#### [SELECTED PASSAGE]
------------------------

It's part of my exploration of the Jubilee Greenway, a 60km path around London to commemorate the Queen's Diamond Jubilee. I started it in January, and I'm actually now one walk away from completing it. I really need to get my blog posts caught up with my progress.
I left you last time as I approached Hungerford Bridge; passing under the bridge brought me to a cornucopia of Jubilee commemorations, all in the aptly named Jubilee Gardens (established for the Silver Jubilee and recently rejuvenated). The Jubilee Greenway shares this section of path with the older (Silver) Jubilee Walkway (they dropped the Silver part of the name in 2002 for the Golden Jubilee) and is marked with a crown on a pole.
Nearby stands the Silver Jubilee Flagpole, a gift from British Columbia.
and there's a sculpture called Jubilee Oracle:
The Royal Air Force memorial stands on the Victoria Embankment, on the opposite side of the river.
and kept going to capture Boudicca on the far end of the bridge,
before returning to the south side for the South Bank Lion.

------------------------

#### [WORK TO COMPLETE]
1: Answer these questions from the Jubilee Greenway text, one answer per line and marked the same way:
(a) How long is the Jubilee Greenway path?
(b) What marks the section of path the Jubilee Greenway shares with the Jubilee Walkway?
(c) Where did the gift of the Silver Jubilee Flagpole come from?
2: Quote the Jubilee Greenway text word for word, beginning at the words "It's part of" and stopping after the words "with my progress.".

#### [INFORMATION SHOWN]
------------------------

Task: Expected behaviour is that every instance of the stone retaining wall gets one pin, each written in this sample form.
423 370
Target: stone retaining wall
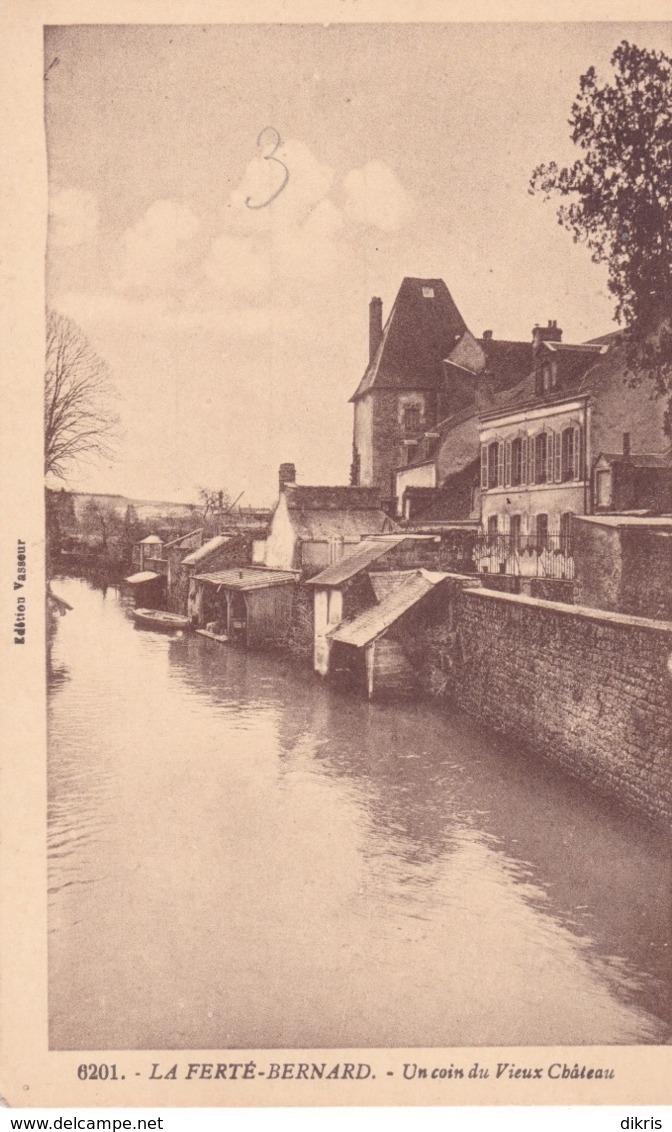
588 689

------------------------

#### [THE RESULTS]
1:
(a) 60km
(b) A crown on a pole
(c) British Columbia

2:
It's part of my exploration of the Jubilee Greenway, a 60km path around London to commemorate the Queen's Diamond Jubilee. I started it in January, and I'm actually now one walk away from completing it. I really need to get my blog posts caught up with my progress.